(Data extracted from a collection)
-------
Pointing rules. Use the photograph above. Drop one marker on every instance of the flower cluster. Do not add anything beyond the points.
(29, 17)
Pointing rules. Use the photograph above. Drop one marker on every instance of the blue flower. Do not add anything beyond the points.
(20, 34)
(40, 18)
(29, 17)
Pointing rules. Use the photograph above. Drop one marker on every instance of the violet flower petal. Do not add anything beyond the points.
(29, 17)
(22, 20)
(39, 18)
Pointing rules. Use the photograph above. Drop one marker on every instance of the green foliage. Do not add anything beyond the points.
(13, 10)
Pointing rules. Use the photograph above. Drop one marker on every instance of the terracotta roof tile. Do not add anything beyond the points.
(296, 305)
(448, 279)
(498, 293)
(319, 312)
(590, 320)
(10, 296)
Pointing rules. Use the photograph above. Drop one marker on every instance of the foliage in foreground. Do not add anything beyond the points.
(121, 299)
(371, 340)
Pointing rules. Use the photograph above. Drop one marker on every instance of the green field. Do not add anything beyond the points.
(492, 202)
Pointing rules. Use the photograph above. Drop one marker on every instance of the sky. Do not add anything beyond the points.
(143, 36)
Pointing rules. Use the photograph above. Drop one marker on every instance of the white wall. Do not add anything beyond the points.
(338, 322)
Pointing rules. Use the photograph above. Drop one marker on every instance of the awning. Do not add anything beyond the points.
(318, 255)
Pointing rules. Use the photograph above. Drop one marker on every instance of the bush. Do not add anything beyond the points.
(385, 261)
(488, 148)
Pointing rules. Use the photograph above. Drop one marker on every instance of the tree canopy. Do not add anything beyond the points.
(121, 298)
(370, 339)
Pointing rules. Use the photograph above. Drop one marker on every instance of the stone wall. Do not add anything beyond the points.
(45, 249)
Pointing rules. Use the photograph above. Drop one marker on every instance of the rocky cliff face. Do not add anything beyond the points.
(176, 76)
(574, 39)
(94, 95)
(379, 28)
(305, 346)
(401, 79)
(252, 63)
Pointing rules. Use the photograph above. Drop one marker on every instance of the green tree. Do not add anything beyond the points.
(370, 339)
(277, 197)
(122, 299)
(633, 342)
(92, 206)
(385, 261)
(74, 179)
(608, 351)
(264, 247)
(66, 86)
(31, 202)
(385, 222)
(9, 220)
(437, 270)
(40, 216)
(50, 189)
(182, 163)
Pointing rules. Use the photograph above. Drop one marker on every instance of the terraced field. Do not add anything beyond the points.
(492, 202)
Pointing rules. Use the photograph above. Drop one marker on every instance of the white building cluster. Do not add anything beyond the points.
-------
## How to complete this task
Word for word, repeat the lines from the one holding "canopy. Do not add anything beyond the points." through the last line of the entries, both included.

## Task response
Pointing rules. Use the photograph above. Drop one marker on every instance of the tree canopy. Do not add anything beyond the points.
(121, 298)
(370, 339)
Pointing rules. Use the photograph above. Drop one marker on every instance of the stone wall. Do not add anything beyond the points.
(45, 249)
Pointing rules. Use the photograph above. Drop one marker on every instance of the rocky cliff face. Do not add anything beyond the points.
(176, 76)
(574, 39)
(94, 95)
(379, 28)
(305, 346)
(401, 79)
(252, 63)
Pointing rules. Use the photograph above. Drop one marker on every instance of the green tree. Do not add anything beyond the points.
(370, 339)
(277, 197)
(122, 299)
(633, 342)
(92, 206)
(385, 261)
(74, 179)
(608, 351)
(264, 247)
(66, 86)
(31, 202)
(385, 222)
(9, 220)
(437, 270)
(40, 216)
(50, 189)
(182, 163)
Pointing rules. Use the photograph above. Drop one marker on every instance of the terraced field. Do not add anything beyond the points.
(492, 202)
Pointing rules. Use the photograph above. Drop one marker on every instance of the white building cluster. Do not add anything beyond the points.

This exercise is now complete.